Exercises to complete:
A – Summarize the COM S 4720 course page in two sentences.
B – From the COM S 4720 course page, copy the part that opens with the words containing "- Credits and" and closes with "and Peter Norvig.".
C – Resume the COM S 4720 course page from the point where it stops.

Course
Course Catalog URL:
Identifier:
COM S 4720
Professor(s):
Last Updated: Fall 2024
Offered during Fall Semester each year.
- Credits and contact hours: 3 credits
- Instructor’s or course coordinator’s name: Yan-Bin Jia
- Text book, title, author, and year: Artificial Intelligence: A Modern Approach, 4th edition, Stuart Russell and Peter Norvig.
- Other supplemental materials: None
Specific course information
- Brief description of the content of the course: The primary objective of this course is to provide an introduction to the basic principles and applications of Artificial Intelligence. Programming projects are used to help clarify basic concepts. The emphasis of the course is on teaching the fundamentals, and not on providing a mastery of specific commercially available software tools or programming environments. In short, this course is about the design and implementation of intelligent agents---software or hardware entities that perform useful tasks with some degree of autonomy. Upon successful completion of the course, students will have an understanding of the basic areas of artificial intelligence including problem solving, knowledge representation, reasoning, decision making, planning, and learning -- and their applications (e.g., game playing, text classification, medical diagnosis, data mining, information retrieval). Students will also be able to design and implement key components of intelligent agents of moderate complexity and evaluate their performance.

Recorded data:
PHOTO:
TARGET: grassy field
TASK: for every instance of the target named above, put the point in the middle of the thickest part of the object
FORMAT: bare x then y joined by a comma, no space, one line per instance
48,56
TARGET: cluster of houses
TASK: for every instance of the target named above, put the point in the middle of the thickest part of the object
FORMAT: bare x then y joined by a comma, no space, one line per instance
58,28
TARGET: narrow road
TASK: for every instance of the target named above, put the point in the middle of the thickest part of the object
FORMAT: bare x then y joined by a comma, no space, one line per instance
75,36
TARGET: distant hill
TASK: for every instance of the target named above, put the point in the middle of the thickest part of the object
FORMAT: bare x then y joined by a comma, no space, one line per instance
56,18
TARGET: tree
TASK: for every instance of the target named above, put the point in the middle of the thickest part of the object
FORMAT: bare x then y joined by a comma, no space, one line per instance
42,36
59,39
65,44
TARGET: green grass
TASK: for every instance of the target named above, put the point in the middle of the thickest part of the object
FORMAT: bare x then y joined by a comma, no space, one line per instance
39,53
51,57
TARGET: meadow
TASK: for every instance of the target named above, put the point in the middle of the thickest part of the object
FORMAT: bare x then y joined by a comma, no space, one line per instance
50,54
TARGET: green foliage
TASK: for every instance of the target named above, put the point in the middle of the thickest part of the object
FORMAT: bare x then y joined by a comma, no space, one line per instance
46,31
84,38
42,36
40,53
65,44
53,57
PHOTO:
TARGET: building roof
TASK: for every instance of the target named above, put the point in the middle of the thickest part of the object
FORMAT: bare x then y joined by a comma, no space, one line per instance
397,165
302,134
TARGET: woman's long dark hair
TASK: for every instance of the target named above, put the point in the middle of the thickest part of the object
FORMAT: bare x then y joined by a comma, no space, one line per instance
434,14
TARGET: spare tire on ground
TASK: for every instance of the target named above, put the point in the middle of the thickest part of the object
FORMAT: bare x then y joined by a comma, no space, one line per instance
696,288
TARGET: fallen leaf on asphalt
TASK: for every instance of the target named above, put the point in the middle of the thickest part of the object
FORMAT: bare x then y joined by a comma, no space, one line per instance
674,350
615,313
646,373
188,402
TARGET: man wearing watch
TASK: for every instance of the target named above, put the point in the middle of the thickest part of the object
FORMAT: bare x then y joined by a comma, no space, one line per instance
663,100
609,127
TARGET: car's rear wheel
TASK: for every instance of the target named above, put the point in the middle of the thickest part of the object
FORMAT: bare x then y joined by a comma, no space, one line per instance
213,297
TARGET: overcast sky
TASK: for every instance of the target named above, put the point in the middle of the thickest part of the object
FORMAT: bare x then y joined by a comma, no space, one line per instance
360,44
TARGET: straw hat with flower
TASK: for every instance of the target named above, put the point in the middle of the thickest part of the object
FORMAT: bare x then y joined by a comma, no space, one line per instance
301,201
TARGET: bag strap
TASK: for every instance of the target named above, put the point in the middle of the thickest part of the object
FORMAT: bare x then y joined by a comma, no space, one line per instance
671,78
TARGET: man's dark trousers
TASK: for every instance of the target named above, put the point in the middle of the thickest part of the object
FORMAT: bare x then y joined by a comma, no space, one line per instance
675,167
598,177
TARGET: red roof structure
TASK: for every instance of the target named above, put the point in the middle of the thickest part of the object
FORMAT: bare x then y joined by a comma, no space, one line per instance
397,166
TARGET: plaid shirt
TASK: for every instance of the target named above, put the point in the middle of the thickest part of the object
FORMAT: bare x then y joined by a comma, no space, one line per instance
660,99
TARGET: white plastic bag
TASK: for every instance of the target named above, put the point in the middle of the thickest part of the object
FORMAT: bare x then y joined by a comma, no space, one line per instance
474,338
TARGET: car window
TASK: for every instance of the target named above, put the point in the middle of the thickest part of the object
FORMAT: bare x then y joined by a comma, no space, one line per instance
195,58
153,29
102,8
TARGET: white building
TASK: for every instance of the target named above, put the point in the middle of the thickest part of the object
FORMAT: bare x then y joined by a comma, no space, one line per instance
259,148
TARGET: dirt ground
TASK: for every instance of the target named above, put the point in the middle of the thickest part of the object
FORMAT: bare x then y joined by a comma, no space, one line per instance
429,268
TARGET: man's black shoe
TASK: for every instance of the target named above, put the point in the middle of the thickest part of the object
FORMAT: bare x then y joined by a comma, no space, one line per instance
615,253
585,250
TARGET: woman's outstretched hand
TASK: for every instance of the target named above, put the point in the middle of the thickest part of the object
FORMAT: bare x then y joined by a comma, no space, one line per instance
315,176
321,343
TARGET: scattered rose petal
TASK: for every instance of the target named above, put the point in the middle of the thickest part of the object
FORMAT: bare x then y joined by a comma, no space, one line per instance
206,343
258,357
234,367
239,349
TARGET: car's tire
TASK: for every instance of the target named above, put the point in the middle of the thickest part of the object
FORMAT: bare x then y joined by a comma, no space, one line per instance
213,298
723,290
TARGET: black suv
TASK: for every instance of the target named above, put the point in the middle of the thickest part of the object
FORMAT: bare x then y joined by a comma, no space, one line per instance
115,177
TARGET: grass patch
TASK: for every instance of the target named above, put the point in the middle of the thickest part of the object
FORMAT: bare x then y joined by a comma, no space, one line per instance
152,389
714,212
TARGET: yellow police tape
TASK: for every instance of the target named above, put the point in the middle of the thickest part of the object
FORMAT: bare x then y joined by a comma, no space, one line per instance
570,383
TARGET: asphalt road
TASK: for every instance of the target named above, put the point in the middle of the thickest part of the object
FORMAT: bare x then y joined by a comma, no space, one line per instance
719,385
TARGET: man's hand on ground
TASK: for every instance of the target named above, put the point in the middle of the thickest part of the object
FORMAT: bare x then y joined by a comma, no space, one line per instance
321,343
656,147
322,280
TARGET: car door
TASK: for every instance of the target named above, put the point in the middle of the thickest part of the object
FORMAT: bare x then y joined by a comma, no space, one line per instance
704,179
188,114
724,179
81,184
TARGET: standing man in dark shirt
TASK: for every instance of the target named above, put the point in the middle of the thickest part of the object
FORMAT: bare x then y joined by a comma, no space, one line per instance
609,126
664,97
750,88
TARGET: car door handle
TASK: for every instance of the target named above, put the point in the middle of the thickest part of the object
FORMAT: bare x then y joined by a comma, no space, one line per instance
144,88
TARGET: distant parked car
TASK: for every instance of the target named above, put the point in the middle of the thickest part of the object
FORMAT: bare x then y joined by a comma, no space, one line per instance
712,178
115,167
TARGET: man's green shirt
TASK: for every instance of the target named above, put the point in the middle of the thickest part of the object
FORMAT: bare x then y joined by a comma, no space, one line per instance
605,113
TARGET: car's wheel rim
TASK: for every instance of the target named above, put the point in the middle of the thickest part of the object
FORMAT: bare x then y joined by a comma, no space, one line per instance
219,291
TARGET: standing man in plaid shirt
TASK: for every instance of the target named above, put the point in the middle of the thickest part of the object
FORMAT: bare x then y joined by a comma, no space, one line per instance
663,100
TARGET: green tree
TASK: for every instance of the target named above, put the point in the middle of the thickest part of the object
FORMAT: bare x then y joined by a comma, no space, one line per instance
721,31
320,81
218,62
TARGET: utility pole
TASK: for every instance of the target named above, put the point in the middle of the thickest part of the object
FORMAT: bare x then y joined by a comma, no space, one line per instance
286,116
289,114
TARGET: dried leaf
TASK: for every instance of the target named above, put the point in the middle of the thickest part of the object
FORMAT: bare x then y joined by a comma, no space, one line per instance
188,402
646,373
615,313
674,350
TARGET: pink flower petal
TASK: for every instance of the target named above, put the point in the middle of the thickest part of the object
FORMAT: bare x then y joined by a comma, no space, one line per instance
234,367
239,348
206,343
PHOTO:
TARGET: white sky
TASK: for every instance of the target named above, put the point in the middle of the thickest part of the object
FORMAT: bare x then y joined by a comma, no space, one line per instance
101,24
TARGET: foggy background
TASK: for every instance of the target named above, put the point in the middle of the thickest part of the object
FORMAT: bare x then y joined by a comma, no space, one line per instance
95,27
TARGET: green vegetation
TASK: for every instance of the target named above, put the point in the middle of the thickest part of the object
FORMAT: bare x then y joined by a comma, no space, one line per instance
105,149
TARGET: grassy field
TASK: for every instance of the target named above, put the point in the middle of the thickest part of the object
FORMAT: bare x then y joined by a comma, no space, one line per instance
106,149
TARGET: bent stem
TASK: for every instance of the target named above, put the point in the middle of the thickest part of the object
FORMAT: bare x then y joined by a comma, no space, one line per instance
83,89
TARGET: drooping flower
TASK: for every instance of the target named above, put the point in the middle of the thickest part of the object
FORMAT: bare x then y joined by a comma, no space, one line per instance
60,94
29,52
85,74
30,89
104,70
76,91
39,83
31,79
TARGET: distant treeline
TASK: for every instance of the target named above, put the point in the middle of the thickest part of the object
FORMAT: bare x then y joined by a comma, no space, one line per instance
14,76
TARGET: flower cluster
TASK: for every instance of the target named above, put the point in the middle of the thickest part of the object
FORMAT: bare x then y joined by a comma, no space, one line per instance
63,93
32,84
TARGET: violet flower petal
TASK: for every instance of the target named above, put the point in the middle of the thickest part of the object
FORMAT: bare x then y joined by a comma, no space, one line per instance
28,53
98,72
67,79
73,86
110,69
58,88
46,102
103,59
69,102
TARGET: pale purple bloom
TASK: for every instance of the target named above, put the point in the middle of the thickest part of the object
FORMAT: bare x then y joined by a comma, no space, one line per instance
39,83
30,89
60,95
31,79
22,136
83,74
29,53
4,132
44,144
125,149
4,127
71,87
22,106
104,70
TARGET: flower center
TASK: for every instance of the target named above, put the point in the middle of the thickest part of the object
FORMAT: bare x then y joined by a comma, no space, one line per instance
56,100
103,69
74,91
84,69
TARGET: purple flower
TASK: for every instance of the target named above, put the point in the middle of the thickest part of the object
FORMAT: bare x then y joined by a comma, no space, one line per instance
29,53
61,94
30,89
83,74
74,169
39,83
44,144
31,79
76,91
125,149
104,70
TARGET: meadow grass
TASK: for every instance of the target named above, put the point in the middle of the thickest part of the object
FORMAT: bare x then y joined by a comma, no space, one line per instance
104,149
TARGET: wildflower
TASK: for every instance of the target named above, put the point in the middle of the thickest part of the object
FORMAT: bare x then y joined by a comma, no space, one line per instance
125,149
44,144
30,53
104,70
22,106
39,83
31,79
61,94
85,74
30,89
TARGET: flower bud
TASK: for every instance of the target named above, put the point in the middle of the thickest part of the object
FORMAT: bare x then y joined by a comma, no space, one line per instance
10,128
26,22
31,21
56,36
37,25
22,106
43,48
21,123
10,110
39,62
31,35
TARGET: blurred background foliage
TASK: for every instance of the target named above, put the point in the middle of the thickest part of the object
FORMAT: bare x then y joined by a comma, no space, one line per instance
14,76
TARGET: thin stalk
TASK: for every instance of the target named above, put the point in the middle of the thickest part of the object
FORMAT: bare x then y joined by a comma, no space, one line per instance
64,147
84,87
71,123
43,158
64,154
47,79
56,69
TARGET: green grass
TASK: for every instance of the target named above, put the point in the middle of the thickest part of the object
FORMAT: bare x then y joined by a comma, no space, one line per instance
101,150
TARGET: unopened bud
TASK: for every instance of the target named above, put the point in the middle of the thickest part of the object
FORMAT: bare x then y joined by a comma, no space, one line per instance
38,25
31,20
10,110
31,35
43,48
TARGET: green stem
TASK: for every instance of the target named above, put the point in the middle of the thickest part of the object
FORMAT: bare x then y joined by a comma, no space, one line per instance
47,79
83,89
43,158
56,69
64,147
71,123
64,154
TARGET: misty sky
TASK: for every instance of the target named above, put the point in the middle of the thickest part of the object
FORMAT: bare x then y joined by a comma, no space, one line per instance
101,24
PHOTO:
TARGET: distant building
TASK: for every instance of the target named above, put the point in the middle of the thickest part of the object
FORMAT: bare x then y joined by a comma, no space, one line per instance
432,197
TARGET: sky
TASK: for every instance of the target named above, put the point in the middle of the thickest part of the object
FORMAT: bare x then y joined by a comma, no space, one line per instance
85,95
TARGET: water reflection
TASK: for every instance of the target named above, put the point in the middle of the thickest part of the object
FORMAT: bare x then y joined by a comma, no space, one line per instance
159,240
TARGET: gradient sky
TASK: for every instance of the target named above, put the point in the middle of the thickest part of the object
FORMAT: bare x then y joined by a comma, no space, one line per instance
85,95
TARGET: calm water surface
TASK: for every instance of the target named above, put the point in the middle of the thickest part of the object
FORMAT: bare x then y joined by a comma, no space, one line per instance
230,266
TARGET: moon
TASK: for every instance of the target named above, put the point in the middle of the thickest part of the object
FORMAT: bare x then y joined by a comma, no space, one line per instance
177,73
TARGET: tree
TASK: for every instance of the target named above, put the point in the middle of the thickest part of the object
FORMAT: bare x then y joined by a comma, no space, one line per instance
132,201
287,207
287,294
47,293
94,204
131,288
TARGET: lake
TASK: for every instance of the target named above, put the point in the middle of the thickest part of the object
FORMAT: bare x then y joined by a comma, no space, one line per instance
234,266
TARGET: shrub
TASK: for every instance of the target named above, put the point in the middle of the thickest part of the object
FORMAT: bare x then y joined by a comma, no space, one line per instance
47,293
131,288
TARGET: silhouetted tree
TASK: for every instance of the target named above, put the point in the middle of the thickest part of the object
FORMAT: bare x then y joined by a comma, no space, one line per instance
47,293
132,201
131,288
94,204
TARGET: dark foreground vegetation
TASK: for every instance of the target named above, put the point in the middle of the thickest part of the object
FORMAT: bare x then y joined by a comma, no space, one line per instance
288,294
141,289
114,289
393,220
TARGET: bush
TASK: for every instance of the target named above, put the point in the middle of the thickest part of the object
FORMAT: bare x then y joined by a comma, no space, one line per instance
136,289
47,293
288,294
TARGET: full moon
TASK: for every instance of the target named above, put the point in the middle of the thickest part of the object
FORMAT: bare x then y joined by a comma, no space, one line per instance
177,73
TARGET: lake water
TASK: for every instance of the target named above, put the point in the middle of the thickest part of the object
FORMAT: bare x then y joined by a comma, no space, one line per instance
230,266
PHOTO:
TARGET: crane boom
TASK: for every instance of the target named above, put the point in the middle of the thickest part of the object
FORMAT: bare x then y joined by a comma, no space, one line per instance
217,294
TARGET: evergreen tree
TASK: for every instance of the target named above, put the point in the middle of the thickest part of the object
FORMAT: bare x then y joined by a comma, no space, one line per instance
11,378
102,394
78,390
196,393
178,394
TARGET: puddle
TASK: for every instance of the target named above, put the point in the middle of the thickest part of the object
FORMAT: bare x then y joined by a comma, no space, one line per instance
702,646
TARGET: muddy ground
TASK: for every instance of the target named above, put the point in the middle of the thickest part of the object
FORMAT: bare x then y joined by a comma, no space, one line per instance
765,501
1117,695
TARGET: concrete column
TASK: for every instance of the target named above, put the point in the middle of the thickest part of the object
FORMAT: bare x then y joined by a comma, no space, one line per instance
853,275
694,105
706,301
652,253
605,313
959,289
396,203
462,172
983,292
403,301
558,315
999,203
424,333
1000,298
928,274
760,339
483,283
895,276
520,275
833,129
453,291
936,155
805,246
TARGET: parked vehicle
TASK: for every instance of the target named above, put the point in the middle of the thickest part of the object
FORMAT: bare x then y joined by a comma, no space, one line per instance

Responses:
A – COM S 4720 is a 3-credit course offered each fall, with Yan-Bin Jia as instructor or course coordinator and the 4th edition of Russell and Norvig's Artificial Intelligence: A Modern Approach as its textbook. It introduces the basic principles and applications of artificial intelligence, centering on the fundamentals of designing and implementing intelligent agents and using programming projects to help clarify basic concepts.

B –
- Credits and contact hours: 3 credits
- Instructor’s or course coordinator’s name: Yan-Bin Jia
- Text book, title, author, and year: Artificial Intelligence: A Modern Approach, 4th edition, Stuart Russell and Peter Norvig.

C –
- Prerequisites or co-requisites: COM S 311, STAT 305 or STAT 330 or STAT 341, ENGL 250, Java programming experience
- Required, elective, or selected elective? Selected elective
Specific goals for the course
- Specific outcomes of instruction:
- Appreciation of fundamental problems in artificial intelligence (AI).
- Ability to generate precise formulation(s) of AI problems in terms of knowledge representation and search from imprecise English description(s).
- Ability to design intelligent agents for problem solving, reasoning, planning, decision making, and learning.
- Ability to make intelligent choices from among available algorithms and knowledge representation schemes subject to specific design and performance constraints, and when needed, design variants of existing algorithms.
- Ability to implement and evaluate intelligent agents for representative AI problems – e.g., automated theorem proving, learning classification rules from data, etc.
- Familiarity with some current applications of AI.
- Ability to communicate effectively about AI problems, algorithms, implementations, and their experimental evaluation.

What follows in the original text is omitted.